HOW TO COMPLETE THIS TASK
Give again, word for word, every line in the entries below from the line with "[locate] blue sky" up to and including the line with "[locate] distant mountain", and no other line.

RECORDED DATA
+ + + + + + +

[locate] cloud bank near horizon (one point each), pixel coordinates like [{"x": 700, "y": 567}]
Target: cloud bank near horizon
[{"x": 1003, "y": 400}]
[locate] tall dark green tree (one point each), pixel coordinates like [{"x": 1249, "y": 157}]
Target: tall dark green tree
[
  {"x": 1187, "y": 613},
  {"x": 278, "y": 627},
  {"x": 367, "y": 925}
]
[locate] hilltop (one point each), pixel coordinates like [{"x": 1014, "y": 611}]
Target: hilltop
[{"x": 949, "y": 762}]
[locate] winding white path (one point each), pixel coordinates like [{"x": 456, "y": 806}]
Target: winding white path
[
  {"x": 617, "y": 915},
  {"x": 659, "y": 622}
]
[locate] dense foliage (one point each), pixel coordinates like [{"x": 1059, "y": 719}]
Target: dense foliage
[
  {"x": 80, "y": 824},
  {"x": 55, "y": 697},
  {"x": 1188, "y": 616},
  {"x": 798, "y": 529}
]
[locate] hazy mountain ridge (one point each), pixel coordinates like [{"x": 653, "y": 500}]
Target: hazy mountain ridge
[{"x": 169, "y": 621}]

+ + + + + + +

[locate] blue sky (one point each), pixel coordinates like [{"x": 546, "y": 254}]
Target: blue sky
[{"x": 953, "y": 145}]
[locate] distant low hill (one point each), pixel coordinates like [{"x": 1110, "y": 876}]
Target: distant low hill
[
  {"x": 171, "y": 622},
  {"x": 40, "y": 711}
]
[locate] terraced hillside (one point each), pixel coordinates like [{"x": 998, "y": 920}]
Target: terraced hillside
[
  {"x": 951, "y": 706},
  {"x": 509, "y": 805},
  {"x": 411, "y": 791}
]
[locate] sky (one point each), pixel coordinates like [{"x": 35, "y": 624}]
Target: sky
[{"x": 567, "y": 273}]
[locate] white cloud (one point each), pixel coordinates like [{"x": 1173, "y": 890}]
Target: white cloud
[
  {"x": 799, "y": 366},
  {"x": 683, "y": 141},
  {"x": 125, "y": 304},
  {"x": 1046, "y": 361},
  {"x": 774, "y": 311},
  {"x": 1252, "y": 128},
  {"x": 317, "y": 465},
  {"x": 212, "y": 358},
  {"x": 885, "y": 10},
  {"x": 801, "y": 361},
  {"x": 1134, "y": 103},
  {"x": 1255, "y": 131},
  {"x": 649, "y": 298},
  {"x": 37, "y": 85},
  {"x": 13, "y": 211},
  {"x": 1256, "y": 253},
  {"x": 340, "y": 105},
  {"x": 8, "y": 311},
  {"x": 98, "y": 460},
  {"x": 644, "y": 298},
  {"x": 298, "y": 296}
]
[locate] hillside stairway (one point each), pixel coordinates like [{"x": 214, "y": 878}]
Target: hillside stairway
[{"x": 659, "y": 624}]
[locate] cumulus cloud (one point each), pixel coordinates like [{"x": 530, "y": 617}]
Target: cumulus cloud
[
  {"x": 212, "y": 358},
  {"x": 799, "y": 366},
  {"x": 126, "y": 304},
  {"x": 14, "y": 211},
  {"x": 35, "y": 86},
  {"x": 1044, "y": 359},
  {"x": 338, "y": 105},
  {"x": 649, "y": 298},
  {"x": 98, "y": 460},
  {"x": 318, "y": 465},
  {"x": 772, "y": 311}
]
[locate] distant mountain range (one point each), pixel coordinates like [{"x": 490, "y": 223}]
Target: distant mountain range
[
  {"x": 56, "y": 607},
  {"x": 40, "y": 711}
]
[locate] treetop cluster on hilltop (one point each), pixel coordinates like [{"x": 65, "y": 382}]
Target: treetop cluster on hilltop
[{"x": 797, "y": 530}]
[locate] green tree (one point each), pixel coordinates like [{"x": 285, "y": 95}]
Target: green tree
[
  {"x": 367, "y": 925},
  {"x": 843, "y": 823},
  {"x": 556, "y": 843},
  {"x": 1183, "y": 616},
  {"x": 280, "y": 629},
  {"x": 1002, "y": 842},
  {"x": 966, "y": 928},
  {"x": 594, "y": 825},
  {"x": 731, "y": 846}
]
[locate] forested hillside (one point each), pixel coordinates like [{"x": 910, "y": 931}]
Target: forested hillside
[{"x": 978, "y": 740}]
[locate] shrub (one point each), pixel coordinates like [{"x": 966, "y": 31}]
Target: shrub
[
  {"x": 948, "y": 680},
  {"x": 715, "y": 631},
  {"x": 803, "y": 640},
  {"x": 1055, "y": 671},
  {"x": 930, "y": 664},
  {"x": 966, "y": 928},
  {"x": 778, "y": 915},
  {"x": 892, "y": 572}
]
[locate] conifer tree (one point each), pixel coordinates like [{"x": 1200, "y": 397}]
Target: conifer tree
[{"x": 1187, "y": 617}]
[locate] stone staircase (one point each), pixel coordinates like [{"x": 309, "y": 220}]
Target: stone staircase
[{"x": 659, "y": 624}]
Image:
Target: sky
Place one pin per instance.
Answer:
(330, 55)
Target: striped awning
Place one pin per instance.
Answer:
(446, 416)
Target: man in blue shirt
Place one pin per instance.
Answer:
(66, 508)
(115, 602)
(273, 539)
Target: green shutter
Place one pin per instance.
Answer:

+ + + + + + +

RESULT BELOW
[locate] blue sky (one point each), pixel coordinates like [{"x": 546, "y": 254}]
Target: blue sky
[{"x": 953, "y": 145}]
[locate] distant low hill (one point each), pixel coordinates like [{"x": 1110, "y": 876}]
Target: distant low hill
[
  {"x": 171, "y": 622},
  {"x": 40, "y": 711}
]
[locate] terraced hillside (one point each), pixel coordinates like [{"x": 998, "y": 920}]
Target: terraced hillside
[
  {"x": 951, "y": 706},
  {"x": 509, "y": 805},
  {"x": 411, "y": 791}
]
[locate] sky (one point each), pixel coordinates like [{"x": 35, "y": 624}]
Target: sky
[{"x": 567, "y": 273}]
[locate] white cloud (one point each), pixel coordinates like [{"x": 1173, "y": 890}]
Target: white cloud
[
  {"x": 799, "y": 366},
  {"x": 683, "y": 141},
  {"x": 125, "y": 304},
  {"x": 1046, "y": 361},
  {"x": 774, "y": 311},
  {"x": 1252, "y": 128},
  {"x": 317, "y": 465},
  {"x": 212, "y": 358},
  {"x": 885, "y": 10},
  {"x": 801, "y": 361},
  {"x": 1134, "y": 103},
  {"x": 1255, "y": 131},
  {"x": 649, "y": 298},
  {"x": 37, "y": 85},
  {"x": 13, "y": 211},
  {"x": 1256, "y": 253},
  {"x": 340, "y": 105},
  {"x": 8, "y": 311},
  {"x": 98, "y": 460},
  {"x": 644, "y": 298},
  {"x": 298, "y": 296}
]
[locate] hillside stairway (one point each), pixel coordinates like [{"x": 214, "y": 878}]
Target: hillside stairway
[{"x": 659, "y": 624}]
[locate] cumulus cloud (one point each), pixel coordinates like [{"x": 530, "y": 617}]
Target: cumulus cloud
[
  {"x": 212, "y": 358},
  {"x": 799, "y": 366},
  {"x": 126, "y": 304},
  {"x": 14, "y": 211},
  {"x": 35, "y": 86},
  {"x": 1044, "y": 359},
  {"x": 338, "y": 105},
  {"x": 649, "y": 298},
  {"x": 98, "y": 460},
  {"x": 318, "y": 465},
  {"x": 772, "y": 311}
]
[locate] distant mountain range (one point each), pixel coordinates like [{"x": 490, "y": 223}]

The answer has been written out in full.